**** Document excerpt ****
Phonons and Thermodynamics of Unmixed and Disordered Li_0.6FePO₄

R. Stevens,*^† J. L. Dodd,^‡ M. G. Kresch,^† R. Yazami,^‡ and B. Fultz^‡

Division of Engineering and Applied Science, and The CNRS CALTECH International Laboratory on Materials for Electrochemical Energetics, California Institute of Technology, Pasadena, California 91125

B. Ellis and L. F. Nazar

Department of Chemistry, University of Waterloo, Waterloo, Ontario N2L 3G1

J. Phys. Chem. B, 2006, 110 (45), pp 22732–22735

DOI: 10.1021/jp063831l

Publication Date (Web): October 13, 2006

Corresponding author. E-mail: rstevens@caltech.edu.

†

Division of Engineering and Applied Science, California Institute of Technology.

‡

The CNRS CALTECH International Laboratory on Materials for Electrochemical Energetics, California Institute of Technology.
**** Record set ****
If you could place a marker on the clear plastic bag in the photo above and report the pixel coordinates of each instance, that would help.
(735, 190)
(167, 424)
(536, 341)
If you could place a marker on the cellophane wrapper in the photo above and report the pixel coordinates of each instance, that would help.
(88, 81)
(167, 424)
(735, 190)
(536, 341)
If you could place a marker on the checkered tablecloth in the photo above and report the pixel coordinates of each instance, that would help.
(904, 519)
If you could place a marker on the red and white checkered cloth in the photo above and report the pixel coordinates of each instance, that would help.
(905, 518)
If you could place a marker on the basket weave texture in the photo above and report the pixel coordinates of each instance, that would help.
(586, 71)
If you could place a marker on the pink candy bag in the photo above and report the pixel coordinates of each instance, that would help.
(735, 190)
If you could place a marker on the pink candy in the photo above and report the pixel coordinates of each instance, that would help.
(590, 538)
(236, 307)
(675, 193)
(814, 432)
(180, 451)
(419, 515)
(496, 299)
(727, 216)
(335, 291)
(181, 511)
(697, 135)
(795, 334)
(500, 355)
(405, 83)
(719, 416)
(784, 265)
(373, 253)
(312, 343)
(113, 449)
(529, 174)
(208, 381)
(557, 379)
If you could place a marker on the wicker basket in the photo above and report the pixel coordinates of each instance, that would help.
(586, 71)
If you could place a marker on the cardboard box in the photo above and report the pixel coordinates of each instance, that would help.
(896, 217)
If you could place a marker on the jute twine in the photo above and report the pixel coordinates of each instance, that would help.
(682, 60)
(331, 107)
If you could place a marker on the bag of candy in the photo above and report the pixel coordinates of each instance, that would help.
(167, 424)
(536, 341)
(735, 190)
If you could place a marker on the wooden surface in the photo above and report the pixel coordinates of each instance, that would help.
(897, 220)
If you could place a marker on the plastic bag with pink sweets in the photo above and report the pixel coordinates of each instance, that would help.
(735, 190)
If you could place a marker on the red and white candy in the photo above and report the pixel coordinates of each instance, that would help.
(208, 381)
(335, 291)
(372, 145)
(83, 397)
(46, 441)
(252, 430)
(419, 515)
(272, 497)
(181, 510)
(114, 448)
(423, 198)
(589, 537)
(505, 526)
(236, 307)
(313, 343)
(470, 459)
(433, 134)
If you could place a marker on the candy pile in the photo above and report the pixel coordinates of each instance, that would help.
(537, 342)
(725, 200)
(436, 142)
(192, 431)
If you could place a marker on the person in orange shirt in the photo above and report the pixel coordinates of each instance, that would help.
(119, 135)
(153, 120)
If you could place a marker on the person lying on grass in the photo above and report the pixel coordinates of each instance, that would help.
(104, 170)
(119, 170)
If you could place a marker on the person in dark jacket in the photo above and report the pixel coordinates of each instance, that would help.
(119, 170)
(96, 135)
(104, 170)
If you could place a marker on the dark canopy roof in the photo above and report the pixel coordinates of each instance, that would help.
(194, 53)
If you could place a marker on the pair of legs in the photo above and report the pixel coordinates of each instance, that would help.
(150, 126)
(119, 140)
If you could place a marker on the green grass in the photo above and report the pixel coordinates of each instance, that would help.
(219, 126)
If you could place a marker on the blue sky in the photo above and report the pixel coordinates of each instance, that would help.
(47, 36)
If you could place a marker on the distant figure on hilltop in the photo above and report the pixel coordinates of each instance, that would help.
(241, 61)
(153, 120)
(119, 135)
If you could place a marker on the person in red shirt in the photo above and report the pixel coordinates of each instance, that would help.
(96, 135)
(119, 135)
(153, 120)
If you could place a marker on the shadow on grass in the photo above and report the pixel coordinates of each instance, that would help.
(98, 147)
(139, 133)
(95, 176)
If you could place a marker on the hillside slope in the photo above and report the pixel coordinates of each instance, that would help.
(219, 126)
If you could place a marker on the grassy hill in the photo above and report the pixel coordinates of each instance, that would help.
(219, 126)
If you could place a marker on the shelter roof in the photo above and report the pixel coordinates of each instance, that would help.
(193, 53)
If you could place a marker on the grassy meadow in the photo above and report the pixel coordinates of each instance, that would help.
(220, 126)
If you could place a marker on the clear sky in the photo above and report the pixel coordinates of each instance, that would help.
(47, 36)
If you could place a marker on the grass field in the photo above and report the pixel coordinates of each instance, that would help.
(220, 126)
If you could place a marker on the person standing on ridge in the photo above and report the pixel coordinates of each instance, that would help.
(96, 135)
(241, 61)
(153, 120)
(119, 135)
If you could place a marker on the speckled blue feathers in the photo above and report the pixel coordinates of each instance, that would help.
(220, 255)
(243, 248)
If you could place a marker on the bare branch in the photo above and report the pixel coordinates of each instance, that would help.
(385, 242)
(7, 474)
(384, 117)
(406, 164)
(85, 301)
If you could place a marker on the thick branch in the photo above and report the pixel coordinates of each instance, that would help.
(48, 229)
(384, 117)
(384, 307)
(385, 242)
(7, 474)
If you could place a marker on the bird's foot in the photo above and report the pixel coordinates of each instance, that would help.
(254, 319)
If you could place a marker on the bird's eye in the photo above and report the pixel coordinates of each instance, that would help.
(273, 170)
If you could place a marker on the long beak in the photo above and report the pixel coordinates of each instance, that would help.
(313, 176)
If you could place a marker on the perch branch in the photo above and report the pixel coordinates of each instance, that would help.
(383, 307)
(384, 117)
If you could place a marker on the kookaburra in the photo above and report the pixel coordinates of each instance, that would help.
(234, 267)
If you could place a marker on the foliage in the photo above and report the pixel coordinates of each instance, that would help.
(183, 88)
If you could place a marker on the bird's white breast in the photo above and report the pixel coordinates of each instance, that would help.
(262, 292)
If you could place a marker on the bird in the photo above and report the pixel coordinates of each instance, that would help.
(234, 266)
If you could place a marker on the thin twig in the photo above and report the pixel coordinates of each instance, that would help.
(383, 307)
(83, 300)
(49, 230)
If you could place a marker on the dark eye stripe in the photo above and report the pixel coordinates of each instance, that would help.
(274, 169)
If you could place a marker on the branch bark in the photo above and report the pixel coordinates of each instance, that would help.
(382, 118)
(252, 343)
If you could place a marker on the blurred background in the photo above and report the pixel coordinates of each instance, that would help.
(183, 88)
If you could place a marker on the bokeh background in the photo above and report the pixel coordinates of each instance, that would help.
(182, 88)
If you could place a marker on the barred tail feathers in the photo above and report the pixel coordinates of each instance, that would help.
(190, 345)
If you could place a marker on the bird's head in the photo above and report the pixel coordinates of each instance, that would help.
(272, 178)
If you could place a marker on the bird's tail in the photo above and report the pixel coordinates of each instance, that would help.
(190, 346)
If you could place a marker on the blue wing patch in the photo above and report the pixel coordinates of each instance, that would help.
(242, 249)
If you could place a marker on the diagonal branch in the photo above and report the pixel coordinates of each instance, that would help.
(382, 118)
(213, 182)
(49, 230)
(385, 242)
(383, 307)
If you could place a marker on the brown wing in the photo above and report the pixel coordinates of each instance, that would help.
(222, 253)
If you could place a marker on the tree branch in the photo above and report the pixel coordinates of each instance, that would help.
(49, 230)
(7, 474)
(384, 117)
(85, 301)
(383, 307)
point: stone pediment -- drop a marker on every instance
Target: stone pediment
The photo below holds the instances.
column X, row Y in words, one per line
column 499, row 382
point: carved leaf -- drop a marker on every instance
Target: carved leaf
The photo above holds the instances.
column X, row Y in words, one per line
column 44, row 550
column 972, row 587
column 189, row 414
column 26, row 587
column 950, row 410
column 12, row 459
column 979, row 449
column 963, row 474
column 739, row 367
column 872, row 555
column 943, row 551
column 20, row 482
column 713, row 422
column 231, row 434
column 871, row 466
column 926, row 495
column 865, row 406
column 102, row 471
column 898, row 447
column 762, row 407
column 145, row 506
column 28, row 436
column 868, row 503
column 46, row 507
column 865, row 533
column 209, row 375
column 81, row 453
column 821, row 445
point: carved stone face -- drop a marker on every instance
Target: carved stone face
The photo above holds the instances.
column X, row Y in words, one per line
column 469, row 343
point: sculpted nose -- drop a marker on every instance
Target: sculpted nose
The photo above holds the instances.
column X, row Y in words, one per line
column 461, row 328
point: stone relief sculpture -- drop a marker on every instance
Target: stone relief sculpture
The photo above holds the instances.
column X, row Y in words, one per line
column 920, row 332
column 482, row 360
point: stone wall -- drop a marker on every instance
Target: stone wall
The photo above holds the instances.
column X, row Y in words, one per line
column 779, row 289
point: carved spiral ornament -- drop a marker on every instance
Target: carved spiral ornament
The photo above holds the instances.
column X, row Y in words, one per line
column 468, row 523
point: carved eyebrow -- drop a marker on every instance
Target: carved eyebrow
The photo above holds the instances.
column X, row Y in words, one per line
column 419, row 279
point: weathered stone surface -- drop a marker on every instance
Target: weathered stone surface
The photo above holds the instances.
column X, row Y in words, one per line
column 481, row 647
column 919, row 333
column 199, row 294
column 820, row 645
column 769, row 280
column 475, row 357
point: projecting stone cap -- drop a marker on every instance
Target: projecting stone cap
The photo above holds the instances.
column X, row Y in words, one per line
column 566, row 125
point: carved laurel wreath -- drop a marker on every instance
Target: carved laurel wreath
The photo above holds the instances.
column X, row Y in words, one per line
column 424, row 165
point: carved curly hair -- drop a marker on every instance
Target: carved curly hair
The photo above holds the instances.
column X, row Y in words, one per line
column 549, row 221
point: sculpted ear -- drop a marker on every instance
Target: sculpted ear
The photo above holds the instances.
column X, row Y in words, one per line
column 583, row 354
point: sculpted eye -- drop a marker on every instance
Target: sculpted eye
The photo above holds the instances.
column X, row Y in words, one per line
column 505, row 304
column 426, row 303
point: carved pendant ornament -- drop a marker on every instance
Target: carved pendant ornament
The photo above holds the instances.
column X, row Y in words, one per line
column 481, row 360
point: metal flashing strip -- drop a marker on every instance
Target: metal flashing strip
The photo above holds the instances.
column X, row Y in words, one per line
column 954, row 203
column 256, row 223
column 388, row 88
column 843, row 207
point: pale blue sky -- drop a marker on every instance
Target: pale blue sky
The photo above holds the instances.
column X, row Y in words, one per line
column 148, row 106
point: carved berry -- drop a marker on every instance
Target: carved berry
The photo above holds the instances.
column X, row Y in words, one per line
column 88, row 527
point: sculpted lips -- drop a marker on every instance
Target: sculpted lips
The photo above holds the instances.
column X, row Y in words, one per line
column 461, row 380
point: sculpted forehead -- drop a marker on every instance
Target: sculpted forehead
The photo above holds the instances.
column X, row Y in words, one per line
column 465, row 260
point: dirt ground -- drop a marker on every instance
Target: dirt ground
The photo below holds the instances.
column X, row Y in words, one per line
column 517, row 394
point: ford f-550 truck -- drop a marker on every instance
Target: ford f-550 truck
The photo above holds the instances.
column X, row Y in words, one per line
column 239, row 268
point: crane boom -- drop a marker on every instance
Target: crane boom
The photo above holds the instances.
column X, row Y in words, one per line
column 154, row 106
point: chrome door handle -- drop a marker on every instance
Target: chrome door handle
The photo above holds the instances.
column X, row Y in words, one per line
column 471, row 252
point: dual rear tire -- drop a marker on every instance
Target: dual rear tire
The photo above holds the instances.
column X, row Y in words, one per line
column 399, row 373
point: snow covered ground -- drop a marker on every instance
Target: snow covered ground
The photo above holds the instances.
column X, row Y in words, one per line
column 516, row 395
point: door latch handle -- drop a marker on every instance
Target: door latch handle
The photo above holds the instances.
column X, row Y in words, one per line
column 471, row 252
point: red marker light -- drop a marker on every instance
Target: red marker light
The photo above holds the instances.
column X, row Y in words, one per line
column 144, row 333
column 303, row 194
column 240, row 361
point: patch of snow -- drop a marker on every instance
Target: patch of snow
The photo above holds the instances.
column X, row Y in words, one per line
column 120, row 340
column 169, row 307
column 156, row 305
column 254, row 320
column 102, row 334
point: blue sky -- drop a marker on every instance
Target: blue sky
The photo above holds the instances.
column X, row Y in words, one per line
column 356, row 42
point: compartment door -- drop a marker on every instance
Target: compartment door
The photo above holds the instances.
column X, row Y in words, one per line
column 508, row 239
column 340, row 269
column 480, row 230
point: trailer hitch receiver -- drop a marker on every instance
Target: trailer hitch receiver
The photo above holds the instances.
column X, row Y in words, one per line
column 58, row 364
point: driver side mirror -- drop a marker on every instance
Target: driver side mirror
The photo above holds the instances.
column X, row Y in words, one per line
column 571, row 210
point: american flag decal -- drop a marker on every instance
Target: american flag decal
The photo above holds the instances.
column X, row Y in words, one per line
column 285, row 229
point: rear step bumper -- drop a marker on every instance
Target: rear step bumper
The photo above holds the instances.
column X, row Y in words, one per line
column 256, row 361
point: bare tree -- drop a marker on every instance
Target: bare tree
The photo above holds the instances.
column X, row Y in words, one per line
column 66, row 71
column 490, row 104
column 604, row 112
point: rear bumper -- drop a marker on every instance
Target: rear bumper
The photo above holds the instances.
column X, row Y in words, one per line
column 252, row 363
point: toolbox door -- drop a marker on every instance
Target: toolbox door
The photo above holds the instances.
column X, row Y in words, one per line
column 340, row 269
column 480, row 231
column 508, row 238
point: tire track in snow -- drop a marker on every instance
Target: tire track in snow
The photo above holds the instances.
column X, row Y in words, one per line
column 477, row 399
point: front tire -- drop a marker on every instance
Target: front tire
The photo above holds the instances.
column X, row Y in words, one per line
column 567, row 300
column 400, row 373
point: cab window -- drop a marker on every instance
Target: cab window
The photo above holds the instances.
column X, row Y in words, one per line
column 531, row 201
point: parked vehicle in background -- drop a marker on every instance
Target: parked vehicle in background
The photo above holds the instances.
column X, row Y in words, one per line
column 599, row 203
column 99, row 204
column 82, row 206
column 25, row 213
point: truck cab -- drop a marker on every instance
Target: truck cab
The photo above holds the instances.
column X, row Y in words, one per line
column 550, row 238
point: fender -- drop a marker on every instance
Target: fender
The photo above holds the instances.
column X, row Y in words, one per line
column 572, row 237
****
Your objective -> Reproduce the portion of the paper header on Li_0.6FePO₄ phonons between "Publication Date (Web): October" and "Science, California Institute of Technology.", inclusive.

Complete answer ->
Publication Date (Web): October 13, 2006

Corresponding author. E-mail: rstevens@caltech.edu.

†

Division of Engineering and Applied Science, California Institute of Technology.